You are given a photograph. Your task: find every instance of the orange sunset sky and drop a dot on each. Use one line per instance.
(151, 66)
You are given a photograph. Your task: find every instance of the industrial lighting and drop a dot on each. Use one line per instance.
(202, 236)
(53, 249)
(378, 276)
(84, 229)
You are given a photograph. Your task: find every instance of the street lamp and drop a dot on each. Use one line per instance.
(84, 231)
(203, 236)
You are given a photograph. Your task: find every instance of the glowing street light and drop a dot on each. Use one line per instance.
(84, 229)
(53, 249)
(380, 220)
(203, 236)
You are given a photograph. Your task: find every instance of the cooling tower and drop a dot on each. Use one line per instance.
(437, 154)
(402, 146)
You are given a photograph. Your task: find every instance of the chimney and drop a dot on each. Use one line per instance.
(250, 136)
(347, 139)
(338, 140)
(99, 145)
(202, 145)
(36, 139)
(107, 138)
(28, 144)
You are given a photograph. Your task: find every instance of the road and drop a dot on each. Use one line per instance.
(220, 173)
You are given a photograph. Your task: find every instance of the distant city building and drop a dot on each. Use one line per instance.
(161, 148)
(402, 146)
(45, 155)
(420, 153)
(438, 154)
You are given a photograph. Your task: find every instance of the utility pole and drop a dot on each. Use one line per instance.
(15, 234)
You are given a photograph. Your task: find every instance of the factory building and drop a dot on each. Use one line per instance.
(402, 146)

________________

Write out all the lines above again, switching "drop a dot" to "place a marker" wherever it occurs and leaving everything else unchanged.

- _Final answer_:
You are given a photograph. Your task: find every instance of the orange sunset sky and place a marker on each. Use one line per instance.
(151, 66)
You are given a photograph. Your task: find every instance of the industrial lighting and place a marker on each. Use one line per instance.
(202, 236)
(53, 249)
(378, 276)
(84, 229)
You are given a photograph. Your task: find every instance of the street lamp and place a marker on each. Use one line per instance.
(84, 231)
(203, 236)
You are given a photograph. Your task: find every instance of the glowing street light and place a marker on each. Use one line per instance.
(84, 229)
(53, 249)
(380, 220)
(203, 236)
You are given a photograph. Your task: find every instance of the cooling tower and place a marker on each. Use one line per instance.
(437, 154)
(402, 146)
You are given a photograph. Your task: find every instance of the chimney and place a marker on each. Use one line per instance.
(250, 136)
(347, 139)
(338, 140)
(99, 145)
(202, 145)
(36, 139)
(107, 138)
(28, 144)
You are given a photograph. Your task: find every instance of the road and place a marker on each. Use one line per instance.
(220, 173)
You are given a photograph. Your task: find every instance of the distant city building and place a marker on each. Use one line per instance.
(161, 148)
(402, 146)
(45, 155)
(420, 153)
(438, 154)
You are given a photograph. Your task: find every instance of the utility pole and place a marker on each. Use one line per instance.
(15, 234)
You are given a photograph. Your task: find every instance of the factory building and place a marker on each. Use one line per instance.
(402, 146)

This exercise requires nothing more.